━━━ Supplied entries

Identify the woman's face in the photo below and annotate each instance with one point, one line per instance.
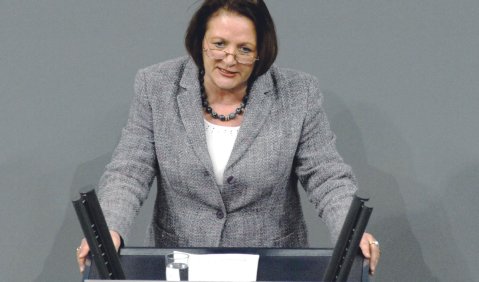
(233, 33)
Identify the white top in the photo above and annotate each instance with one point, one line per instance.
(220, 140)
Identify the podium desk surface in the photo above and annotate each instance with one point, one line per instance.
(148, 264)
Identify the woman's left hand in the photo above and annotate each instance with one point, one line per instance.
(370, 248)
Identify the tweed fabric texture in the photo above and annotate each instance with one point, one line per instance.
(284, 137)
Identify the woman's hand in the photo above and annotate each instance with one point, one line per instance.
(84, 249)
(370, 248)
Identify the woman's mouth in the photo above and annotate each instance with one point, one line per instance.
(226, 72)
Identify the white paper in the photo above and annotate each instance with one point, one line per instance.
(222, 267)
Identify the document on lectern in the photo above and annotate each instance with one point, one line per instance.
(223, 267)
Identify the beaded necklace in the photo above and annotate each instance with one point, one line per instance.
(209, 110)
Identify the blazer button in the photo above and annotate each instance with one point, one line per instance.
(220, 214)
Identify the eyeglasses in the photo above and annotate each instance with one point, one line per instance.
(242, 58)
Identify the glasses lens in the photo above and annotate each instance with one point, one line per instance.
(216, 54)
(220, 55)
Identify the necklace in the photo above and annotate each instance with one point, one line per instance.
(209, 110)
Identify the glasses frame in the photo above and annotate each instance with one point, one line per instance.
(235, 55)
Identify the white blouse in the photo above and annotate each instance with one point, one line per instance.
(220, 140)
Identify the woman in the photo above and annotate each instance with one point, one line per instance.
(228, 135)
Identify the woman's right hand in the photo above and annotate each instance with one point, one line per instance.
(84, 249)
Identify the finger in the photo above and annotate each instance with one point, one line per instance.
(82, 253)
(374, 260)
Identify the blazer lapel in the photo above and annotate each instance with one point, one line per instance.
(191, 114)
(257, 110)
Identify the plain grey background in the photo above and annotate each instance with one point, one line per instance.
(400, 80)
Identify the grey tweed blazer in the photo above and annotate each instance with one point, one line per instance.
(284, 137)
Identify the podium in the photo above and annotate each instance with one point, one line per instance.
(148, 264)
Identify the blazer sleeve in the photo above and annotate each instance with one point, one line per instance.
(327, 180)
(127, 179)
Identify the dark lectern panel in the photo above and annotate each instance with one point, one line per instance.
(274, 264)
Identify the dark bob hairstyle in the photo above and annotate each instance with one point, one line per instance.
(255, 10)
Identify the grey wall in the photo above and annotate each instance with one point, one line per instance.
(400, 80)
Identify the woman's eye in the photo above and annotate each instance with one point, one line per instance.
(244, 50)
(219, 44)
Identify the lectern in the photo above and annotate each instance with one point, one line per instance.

━━━━━━
━━━ Supplied entries

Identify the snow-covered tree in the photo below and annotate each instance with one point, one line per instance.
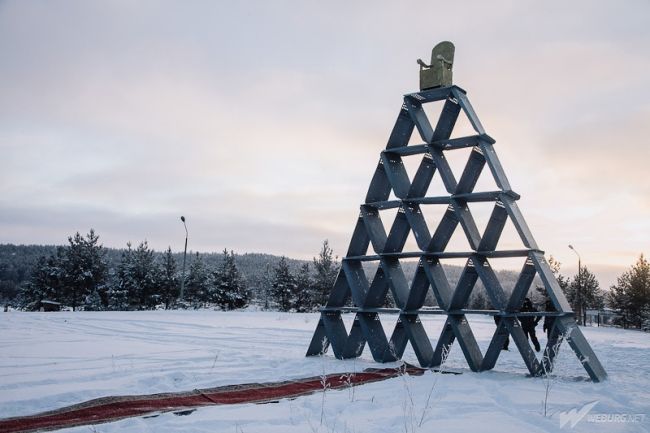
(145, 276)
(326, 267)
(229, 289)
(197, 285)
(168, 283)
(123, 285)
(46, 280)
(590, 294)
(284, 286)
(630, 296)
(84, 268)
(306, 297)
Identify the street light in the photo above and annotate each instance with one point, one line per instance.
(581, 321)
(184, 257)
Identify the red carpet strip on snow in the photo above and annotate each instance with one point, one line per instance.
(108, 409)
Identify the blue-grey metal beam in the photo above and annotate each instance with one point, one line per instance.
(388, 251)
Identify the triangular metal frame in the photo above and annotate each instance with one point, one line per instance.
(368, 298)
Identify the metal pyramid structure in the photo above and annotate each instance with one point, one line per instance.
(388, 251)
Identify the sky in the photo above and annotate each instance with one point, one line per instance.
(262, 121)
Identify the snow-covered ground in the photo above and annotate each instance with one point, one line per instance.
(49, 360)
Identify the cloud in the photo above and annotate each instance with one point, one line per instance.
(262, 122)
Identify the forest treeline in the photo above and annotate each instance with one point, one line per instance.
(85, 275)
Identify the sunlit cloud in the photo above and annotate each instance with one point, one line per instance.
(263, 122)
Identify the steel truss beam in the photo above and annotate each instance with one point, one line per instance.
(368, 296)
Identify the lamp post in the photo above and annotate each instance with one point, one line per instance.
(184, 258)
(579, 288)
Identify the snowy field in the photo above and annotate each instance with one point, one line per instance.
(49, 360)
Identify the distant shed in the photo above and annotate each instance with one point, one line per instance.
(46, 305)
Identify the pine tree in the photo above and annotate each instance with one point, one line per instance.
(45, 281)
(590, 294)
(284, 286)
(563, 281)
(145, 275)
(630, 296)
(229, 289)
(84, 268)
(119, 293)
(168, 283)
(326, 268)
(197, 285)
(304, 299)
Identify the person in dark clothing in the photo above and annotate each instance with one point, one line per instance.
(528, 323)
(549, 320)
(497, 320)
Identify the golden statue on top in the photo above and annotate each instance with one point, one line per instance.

━━━━━━
━━━ Supplied entries

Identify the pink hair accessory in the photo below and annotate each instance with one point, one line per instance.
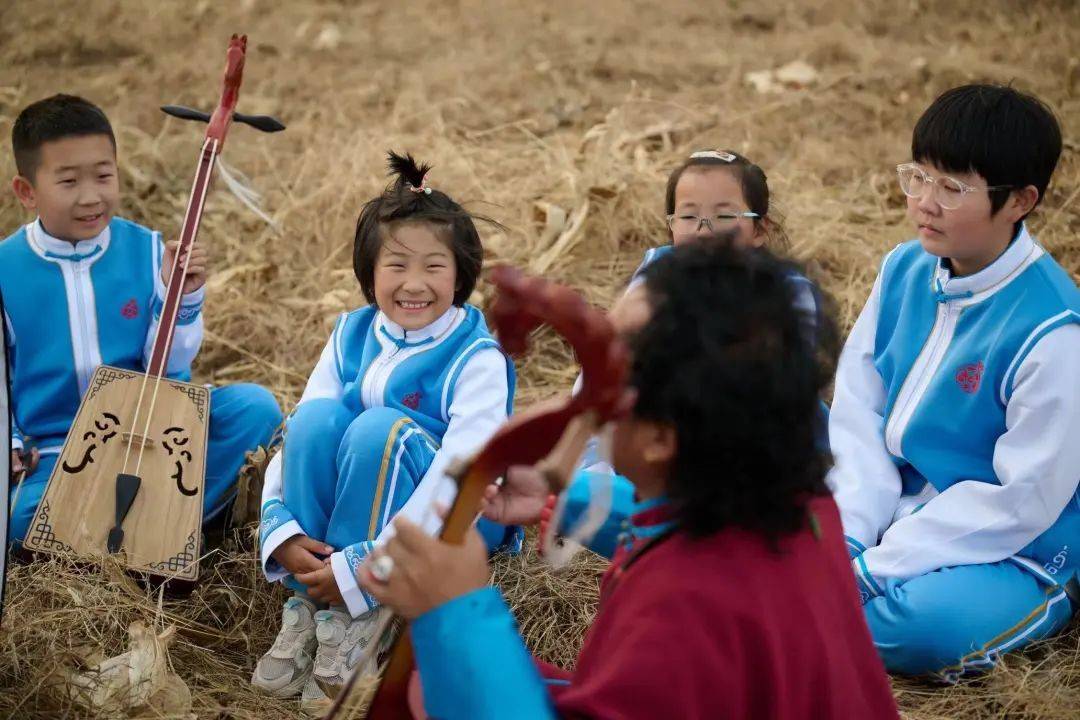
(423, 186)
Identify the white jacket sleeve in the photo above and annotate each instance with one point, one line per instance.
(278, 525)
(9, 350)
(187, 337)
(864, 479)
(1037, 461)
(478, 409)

━━━━━━

§ **Task goal**:
Copy the lines from the one with "Identify the grey wall" to the one with "Identify the lectern", substituting "mark" for each "annotate" and leaving everything else unchanged.

§ **Answer for this exercise**:
Identify the grey wall in the photo above and mark each instance with one point, one line per instance.
(400, 80)
Identify the woman's eye in the photo above and mark each instance with one point, one line per instance.
(244, 50)
(219, 44)
Identify the lectern in the photo above and mark each instance with one point, one line per instance.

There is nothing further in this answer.